Exercise goal: Count the lines below that contain the string "second", with uppercase and lowercase treated as different, and give only the number.

Data lines:
────────

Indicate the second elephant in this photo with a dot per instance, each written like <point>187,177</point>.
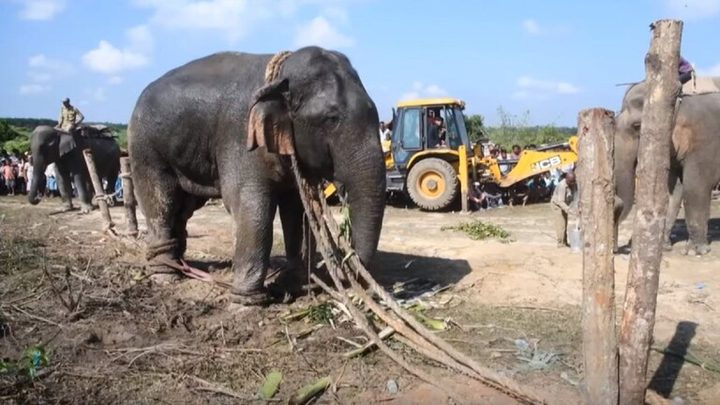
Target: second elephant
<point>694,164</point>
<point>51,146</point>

────────

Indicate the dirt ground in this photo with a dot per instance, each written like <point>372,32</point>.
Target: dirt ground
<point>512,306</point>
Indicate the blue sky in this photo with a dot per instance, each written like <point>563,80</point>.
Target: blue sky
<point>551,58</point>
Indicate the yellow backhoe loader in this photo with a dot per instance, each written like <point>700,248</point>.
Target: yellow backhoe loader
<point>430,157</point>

────────

Expected answer: 2